**WHAT THE TASK REQUIRES:**
Output each entry exactly; skip nothing.

**DATASET RECORDS:**
↓↓↓

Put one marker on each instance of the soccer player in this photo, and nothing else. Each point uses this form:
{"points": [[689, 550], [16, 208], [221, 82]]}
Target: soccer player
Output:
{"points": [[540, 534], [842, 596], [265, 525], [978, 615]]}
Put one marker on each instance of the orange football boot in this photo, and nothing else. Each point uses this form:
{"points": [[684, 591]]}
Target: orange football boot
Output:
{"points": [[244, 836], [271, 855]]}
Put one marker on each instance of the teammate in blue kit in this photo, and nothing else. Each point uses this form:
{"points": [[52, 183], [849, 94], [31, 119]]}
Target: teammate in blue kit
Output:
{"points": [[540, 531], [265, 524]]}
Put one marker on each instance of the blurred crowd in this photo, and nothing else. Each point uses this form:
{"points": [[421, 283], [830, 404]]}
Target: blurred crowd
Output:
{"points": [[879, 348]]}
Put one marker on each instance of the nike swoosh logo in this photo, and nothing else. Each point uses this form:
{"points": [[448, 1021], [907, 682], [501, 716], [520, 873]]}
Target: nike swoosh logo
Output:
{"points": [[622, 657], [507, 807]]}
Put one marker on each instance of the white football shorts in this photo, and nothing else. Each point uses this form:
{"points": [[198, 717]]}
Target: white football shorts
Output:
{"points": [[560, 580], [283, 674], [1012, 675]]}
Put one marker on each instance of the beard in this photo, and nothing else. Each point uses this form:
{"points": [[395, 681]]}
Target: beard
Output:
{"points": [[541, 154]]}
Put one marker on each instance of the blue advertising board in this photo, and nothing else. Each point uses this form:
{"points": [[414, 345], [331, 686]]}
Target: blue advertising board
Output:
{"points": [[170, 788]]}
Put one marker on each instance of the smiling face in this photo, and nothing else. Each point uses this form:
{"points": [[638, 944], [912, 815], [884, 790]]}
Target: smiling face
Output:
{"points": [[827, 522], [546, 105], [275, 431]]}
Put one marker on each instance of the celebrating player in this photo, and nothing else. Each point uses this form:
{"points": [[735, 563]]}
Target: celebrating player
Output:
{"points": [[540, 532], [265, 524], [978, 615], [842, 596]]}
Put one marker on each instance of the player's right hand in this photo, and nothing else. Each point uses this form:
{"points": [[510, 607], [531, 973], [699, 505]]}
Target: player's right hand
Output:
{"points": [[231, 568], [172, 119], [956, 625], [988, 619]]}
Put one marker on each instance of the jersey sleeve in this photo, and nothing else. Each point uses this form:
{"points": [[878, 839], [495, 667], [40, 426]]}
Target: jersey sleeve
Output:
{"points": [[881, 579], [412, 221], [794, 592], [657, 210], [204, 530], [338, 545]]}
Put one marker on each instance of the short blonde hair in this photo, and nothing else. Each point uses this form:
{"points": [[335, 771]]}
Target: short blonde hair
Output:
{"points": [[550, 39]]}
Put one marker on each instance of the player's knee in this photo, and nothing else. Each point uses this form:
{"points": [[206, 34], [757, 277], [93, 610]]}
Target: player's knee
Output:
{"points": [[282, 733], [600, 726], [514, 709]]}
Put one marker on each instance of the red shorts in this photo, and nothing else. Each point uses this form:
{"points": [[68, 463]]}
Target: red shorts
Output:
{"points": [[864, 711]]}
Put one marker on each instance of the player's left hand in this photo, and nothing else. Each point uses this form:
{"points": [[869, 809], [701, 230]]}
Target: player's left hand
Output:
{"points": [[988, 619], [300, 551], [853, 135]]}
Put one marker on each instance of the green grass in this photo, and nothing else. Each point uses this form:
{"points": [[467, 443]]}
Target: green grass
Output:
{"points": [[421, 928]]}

↑↑↑

**COMPLETED EXERCISE:**
Put one marker on each instance of the soccer player in this photo, and nothing else. Each point uses this form:
{"points": [[689, 550], [16, 208], [221, 82]]}
Target: soccer player
Output:
{"points": [[540, 534], [842, 596], [265, 525], [978, 615]]}
Put one marker on each instance of the orange football boot in this photo, and nothing else. Each point uses this form:
{"points": [[684, 591]]}
Target: orange football boot
Output:
{"points": [[244, 836], [271, 855]]}
Put one marker on each instance of the teammate in blue kit in this photo, and nothing else. Each point uses this form:
{"points": [[52, 183], [849, 94], [31, 119]]}
Target: teammate in blue kit
Output:
{"points": [[540, 531], [265, 524]]}
Put one marker on each instance of the blurred crowd in this photo, and nothing else. Each point uses this form:
{"points": [[421, 283], [830, 404]]}
Target: blurred crowd
Output:
{"points": [[879, 348]]}
Put one marker on each instance of the nike swoosh logo in this photo, and nothing else. Each point uses this form:
{"points": [[448, 1021], [907, 682], [501, 716], [520, 873]]}
Target: nike swoosh logo
Output:
{"points": [[622, 657], [507, 807]]}
Put one marker on each instance of the white football shorts in this photo, and nothing else. Each point uses this form:
{"points": [[198, 717]]}
Target: white football shorts
Output:
{"points": [[560, 580], [283, 674], [1012, 675]]}
Put one marker on each instance of the beard in this photo, and nothing else. Each point uses this form:
{"points": [[395, 681]]}
Target: beard
Output:
{"points": [[541, 154]]}
Put one marker on each instance of the blue advertising board in this photo, and nothing else. Each point uses this form:
{"points": [[414, 345], [331, 686]]}
Target: blue advertising board
Output:
{"points": [[170, 788]]}
Put one marker on each instance of the smiling face in this photo, and nothing else. Each point uses this form:
{"points": [[638, 944], [912, 815], [884, 790]]}
Target: smiling face
Output:
{"points": [[827, 522], [546, 105], [275, 431]]}
Put one marker on each instance of the celebrating player in this photo, and nothing else. Each point uses this form:
{"points": [[735, 563]]}
Target: celebrating player
Output:
{"points": [[540, 532], [265, 524], [978, 615], [842, 596]]}
Put one marker on each instance of the player's right hand in this photo, and nothing else. Each point uses this form:
{"points": [[510, 607], [531, 973], [699, 505]]}
Target: player's right hand
Output:
{"points": [[231, 568], [172, 119], [956, 625], [988, 619]]}
Put one marker on each instance of the jersey sleeve in this photo, and nothing else. Each point uses this form:
{"points": [[878, 839], [495, 667], [40, 426]]}
Target: jersey sleeve
Output:
{"points": [[881, 579], [412, 221], [794, 592], [657, 210], [204, 530], [338, 545]]}
Put one marker on each instance of the short blonde hair in this photo, and nothing else. Each point uses this form:
{"points": [[335, 771]]}
Target: short blonde hair
Output:
{"points": [[550, 39]]}
Put one marker on each instance of the player's knee in this photo, and nothing else. Each point uses this form:
{"points": [[206, 34], [757, 277], [93, 610]]}
Target: player's knee
Output:
{"points": [[282, 733], [600, 726], [514, 709]]}
Put one marker on each instance of the red shorts in this photo, and nothing else. Each point uses this form:
{"points": [[68, 463]]}
Target: red shorts
Output:
{"points": [[864, 711]]}
Put one marker on each instance of the player's left hand in this photo, and nothing else. Each point uses this form:
{"points": [[869, 809], [701, 230]]}
Target: player's left hand
Output:
{"points": [[988, 619], [300, 551], [853, 135]]}
Put one marker on each instance of the green grass in this photo, and nothing else. Each point uses this form:
{"points": [[467, 443]]}
Target: green grass
Output:
{"points": [[421, 928]]}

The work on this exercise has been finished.